JOB. Rewrite every line from the one containing "Field log: drop a marker on each instance of the dirt" through the end of the items, requests included, and shift each coordinate in the answers by adding 119 to it.

** START OF RECORD EXCERPTS **

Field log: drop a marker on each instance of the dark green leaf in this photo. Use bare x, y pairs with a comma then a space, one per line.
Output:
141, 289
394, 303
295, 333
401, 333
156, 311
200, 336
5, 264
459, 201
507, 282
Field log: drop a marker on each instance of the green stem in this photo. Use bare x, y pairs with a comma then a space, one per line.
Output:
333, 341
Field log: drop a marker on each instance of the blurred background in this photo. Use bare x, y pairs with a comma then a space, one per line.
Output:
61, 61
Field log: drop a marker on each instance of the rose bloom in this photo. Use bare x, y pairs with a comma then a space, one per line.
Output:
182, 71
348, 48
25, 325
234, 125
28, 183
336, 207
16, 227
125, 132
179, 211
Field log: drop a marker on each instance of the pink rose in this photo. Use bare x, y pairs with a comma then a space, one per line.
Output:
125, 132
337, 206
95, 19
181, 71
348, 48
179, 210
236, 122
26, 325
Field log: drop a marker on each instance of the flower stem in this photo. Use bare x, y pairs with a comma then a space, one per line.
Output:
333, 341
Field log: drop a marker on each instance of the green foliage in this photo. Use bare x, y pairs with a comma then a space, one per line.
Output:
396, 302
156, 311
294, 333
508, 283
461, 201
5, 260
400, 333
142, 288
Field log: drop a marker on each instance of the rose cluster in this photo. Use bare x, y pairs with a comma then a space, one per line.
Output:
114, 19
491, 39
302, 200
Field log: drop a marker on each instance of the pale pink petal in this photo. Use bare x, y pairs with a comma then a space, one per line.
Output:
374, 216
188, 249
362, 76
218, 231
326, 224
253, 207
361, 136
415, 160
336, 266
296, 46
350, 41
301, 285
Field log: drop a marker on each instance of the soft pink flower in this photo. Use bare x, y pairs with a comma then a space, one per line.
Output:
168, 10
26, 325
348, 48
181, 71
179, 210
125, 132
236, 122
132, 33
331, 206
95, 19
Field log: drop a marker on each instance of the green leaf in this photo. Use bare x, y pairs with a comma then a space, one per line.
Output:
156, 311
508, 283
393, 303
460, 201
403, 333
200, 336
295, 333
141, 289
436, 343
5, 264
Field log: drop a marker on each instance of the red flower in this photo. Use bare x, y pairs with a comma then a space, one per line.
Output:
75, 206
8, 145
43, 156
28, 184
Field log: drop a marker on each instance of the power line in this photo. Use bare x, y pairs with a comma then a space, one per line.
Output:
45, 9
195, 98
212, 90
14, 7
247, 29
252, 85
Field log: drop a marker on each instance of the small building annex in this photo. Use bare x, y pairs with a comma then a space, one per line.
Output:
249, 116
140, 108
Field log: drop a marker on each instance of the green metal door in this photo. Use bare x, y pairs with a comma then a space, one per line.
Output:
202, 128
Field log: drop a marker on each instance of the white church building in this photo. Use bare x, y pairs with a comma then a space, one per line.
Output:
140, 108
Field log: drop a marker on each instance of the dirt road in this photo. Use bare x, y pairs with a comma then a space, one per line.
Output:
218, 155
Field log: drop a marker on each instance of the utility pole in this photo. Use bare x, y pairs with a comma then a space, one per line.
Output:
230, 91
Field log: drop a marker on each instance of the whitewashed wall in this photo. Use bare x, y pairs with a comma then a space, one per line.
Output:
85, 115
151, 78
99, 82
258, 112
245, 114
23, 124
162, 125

** END OF RECORD EXCERPTS **

SOLUTION TO THIS EXERCISE.
Field log: drop a marker on each instance of the dirt road in this photo. Use bare x, y pairs with a comma then a space, one per line.
Output:
337, 274
Field log: drop a marker on each instance of the utility pole in this photo. Use bare x, y pairs with a comma then a space, one per line.
Output:
349, 210
Field log: drop a marker on each instance of the whitewashed wall in this photo. Use bare x, y pairs with a comma then a space, one per line.
Output:
204, 234
270, 197
218, 201
377, 231
364, 233
142, 243
281, 244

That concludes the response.